Copy the following items back out line for line, changing nothing.

[START OF Excerpted records]

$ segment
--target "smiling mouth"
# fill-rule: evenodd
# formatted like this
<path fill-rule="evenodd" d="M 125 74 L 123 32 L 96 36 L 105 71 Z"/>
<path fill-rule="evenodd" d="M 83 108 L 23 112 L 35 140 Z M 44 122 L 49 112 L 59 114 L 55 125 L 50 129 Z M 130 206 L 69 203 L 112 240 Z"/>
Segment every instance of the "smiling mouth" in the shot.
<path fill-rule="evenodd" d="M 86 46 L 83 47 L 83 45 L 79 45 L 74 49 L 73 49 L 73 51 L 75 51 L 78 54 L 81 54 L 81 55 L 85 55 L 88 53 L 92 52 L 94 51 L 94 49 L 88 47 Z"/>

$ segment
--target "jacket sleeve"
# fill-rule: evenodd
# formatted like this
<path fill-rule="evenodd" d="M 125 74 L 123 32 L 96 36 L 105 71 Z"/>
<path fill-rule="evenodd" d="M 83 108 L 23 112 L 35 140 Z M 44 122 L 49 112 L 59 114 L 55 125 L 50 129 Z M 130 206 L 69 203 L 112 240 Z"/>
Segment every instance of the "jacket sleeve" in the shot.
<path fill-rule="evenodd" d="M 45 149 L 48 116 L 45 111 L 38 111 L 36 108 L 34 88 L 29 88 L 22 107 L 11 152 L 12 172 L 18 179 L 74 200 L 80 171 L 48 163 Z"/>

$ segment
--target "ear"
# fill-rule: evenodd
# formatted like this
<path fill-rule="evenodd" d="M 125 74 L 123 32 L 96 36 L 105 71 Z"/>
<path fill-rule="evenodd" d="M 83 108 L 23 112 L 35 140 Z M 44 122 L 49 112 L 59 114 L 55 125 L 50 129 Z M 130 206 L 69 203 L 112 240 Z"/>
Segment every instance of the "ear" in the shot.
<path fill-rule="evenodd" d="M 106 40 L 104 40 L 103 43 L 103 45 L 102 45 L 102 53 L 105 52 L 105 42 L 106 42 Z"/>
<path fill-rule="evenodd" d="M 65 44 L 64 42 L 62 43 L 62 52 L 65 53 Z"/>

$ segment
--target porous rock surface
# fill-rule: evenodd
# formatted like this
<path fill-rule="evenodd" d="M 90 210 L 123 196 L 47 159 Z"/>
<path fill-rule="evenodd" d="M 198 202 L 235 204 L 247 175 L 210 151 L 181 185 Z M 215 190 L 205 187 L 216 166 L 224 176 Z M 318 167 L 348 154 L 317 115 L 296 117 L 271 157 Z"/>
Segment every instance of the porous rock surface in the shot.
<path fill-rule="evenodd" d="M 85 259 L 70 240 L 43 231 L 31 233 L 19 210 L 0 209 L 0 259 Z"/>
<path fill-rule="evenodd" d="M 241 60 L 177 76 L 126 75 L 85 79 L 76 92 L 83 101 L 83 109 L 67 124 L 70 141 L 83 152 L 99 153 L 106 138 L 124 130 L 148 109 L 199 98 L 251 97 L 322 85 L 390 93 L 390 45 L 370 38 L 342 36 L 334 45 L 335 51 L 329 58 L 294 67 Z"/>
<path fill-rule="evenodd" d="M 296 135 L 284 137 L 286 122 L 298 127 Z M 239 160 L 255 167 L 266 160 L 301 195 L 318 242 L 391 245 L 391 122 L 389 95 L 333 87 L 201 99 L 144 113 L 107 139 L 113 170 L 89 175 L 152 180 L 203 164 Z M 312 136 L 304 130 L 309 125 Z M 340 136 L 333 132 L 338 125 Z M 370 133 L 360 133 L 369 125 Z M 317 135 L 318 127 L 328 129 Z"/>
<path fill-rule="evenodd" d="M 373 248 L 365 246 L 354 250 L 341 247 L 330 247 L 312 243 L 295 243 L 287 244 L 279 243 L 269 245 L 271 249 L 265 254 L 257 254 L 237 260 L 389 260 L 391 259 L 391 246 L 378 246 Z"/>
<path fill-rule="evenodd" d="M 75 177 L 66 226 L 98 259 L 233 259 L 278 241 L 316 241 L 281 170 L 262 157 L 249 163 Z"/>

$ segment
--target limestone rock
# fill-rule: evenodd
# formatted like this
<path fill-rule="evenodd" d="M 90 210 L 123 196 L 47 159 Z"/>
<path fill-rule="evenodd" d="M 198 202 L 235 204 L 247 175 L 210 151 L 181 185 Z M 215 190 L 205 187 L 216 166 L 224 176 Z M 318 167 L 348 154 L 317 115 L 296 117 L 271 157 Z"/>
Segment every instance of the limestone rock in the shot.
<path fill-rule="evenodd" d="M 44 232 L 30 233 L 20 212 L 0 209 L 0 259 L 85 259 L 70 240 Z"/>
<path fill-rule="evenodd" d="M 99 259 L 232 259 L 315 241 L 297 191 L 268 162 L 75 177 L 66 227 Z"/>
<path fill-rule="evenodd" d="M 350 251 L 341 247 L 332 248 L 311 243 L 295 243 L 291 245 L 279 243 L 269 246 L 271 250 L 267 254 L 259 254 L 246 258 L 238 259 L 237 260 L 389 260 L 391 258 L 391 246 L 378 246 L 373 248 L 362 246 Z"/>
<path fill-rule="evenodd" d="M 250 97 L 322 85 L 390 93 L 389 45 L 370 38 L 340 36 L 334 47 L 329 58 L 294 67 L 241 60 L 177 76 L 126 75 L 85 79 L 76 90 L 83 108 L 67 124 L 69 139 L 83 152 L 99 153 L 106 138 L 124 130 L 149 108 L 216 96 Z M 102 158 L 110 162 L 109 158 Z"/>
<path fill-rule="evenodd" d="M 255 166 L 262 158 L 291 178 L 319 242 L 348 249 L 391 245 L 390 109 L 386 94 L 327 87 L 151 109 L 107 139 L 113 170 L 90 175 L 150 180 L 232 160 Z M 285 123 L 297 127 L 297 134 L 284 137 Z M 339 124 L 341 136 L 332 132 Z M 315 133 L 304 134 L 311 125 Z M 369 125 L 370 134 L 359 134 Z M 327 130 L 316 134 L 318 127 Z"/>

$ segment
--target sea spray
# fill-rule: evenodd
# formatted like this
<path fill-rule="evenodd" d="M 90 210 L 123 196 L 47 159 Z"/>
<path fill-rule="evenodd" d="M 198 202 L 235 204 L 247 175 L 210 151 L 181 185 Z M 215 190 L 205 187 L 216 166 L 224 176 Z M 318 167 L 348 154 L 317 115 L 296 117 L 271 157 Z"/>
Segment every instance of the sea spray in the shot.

[END OF Excerpted records]

- [Complete output]:
$ segment
--target "smiling mouth"
# fill-rule: evenodd
# formatted like this
<path fill-rule="evenodd" d="M 125 74 L 123 32 L 96 36 L 105 71 Z"/>
<path fill-rule="evenodd" d="M 83 108 L 23 112 L 35 140 Z M 44 122 L 49 112 L 59 114 L 55 125 L 50 129 Z M 130 206 L 69 203 L 112 240 Z"/>
Segment every instance of the "smiling mouth" in the shot.
<path fill-rule="evenodd" d="M 86 46 L 83 47 L 83 45 L 79 45 L 74 49 L 73 49 L 73 51 L 75 51 L 78 54 L 81 54 L 81 55 L 85 55 L 88 53 L 92 52 L 94 51 L 94 49 L 88 47 Z"/>

$ segment
--target "jacket sleeve"
# fill-rule: evenodd
# formatted like this
<path fill-rule="evenodd" d="M 125 74 L 123 32 L 96 36 L 105 71 Z"/>
<path fill-rule="evenodd" d="M 83 108 L 23 112 L 35 140 Z M 44 122 L 49 112 L 59 114 L 55 125 L 50 129 Z M 130 206 L 69 203 L 112 240 Z"/>
Segment every instance of the "jacket sleeve" in the shot.
<path fill-rule="evenodd" d="M 45 149 L 48 116 L 45 111 L 38 111 L 36 108 L 34 88 L 29 88 L 22 107 L 11 152 L 12 172 L 18 179 L 74 200 L 80 171 L 48 163 Z"/>

$ segment
--target "ear"
# fill-rule: evenodd
# formatted like this
<path fill-rule="evenodd" d="M 125 74 L 123 32 L 96 36 L 105 71 Z"/>
<path fill-rule="evenodd" d="M 83 108 L 23 112 L 35 140 Z M 44 122 L 49 112 L 59 114 L 55 125 L 50 129 Z M 130 206 L 69 203 L 112 240 Z"/>
Segment every instance of the "ear" in the shot.
<path fill-rule="evenodd" d="M 106 40 L 104 40 L 103 43 L 103 45 L 102 45 L 102 53 L 105 52 L 105 42 L 106 42 Z"/>
<path fill-rule="evenodd" d="M 65 44 L 64 42 L 62 43 L 62 52 L 65 53 Z"/>

$ segment
--target porous rock surface
# fill-rule: evenodd
# formatted like this
<path fill-rule="evenodd" d="M 90 210 L 123 196 L 47 159 Z"/>
<path fill-rule="evenodd" d="M 198 202 L 235 204 L 247 175 L 210 151 L 181 185 Z M 215 190 L 205 187 L 216 166 L 224 176 Z M 318 167 L 348 154 L 317 115 L 296 117 L 271 157 Z"/>
Segment every instance of the porous rock surface in the shot.
<path fill-rule="evenodd" d="M 85 259 L 70 240 L 43 231 L 31 233 L 19 210 L 0 209 L 0 259 Z"/>
<path fill-rule="evenodd" d="M 241 60 L 177 76 L 126 75 L 85 79 L 76 92 L 83 101 L 83 109 L 67 124 L 70 141 L 83 152 L 99 153 L 106 138 L 124 130 L 148 109 L 199 98 L 251 97 L 322 85 L 390 93 L 390 45 L 370 38 L 342 36 L 334 45 L 335 51 L 329 58 L 294 67 Z"/>
<path fill-rule="evenodd" d="M 296 135 L 284 137 L 286 122 L 298 127 Z M 239 160 L 255 167 L 266 160 L 301 195 L 318 242 L 391 245 L 391 122 L 389 95 L 333 87 L 201 99 L 144 113 L 107 139 L 113 170 L 89 175 L 152 180 L 203 164 Z M 312 136 L 304 130 L 309 125 Z M 340 136 L 333 132 L 338 125 Z M 370 133 L 360 133 L 369 125 Z M 317 135 L 318 127 L 328 129 Z"/>
<path fill-rule="evenodd" d="M 373 248 L 365 246 L 354 250 L 341 247 L 330 247 L 312 243 L 295 243 L 287 244 L 279 243 L 269 245 L 271 249 L 265 254 L 257 254 L 237 260 L 389 260 L 391 259 L 391 246 L 378 246 Z"/>
<path fill-rule="evenodd" d="M 75 177 L 66 226 L 98 259 L 233 259 L 278 241 L 316 241 L 281 170 L 262 157 L 249 163 Z"/>

$ segment
--target limestone rock
# fill-rule: evenodd
# formatted like this
<path fill-rule="evenodd" d="M 90 210 L 123 196 L 47 159 Z"/>
<path fill-rule="evenodd" d="M 198 202 L 235 204 L 247 175 L 210 151 L 181 185 Z M 215 190 L 205 187 L 216 166 L 224 176 Z M 318 167 L 348 154 L 317 115 L 296 117 L 271 157 Z"/>
Segment every instance of the limestone rock in the shot.
<path fill-rule="evenodd" d="M 44 232 L 30 233 L 20 212 L 0 209 L 0 259 L 85 259 L 70 240 Z"/>
<path fill-rule="evenodd" d="M 99 259 L 232 259 L 315 241 L 297 191 L 268 162 L 75 177 L 66 227 Z"/>
<path fill-rule="evenodd" d="M 350 251 L 341 247 L 332 248 L 311 243 L 295 243 L 291 245 L 279 243 L 269 246 L 271 250 L 267 254 L 259 254 L 246 258 L 238 259 L 237 260 L 389 260 L 391 258 L 391 246 L 378 246 L 373 248 L 362 246 Z"/>
<path fill-rule="evenodd" d="M 250 97 L 322 85 L 390 93 L 389 45 L 370 38 L 340 36 L 334 47 L 329 58 L 294 67 L 241 60 L 177 76 L 126 75 L 85 79 L 76 90 L 83 108 L 67 124 L 69 139 L 83 152 L 99 153 L 106 138 L 124 130 L 149 108 L 216 96 Z M 102 158 L 110 162 L 109 158 Z"/>
<path fill-rule="evenodd" d="M 255 166 L 262 158 L 291 178 L 319 242 L 348 249 L 391 245 L 390 109 L 386 94 L 327 87 L 151 109 L 107 139 L 113 170 L 90 175 L 150 180 L 232 160 Z M 285 123 L 297 127 L 297 134 L 284 137 Z M 339 124 L 341 136 L 332 132 Z M 315 133 L 304 134 L 311 125 Z M 369 125 L 370 134 L 359 134 Z M 327 130 L 316 134 L 318 127 Z"/>

$ segment
--target sea spray
# fill-rule: evenodd
# formatted like this
<path fill-rule="evenodd" d="M 90 210 L 123 196 L 47 159 Z"/>
<path fill-rule="evenodd" d="M 198 202 L 235 204 L 247 175 L 210 151 L 181 185 Z M 215 190 L 205 187 L 216 166 L 224 176 Z M 318 167 L 348 154 L 317 115 L 296 117 L 271 157 Z"/>
Segment every instance of the sea spray in the shot.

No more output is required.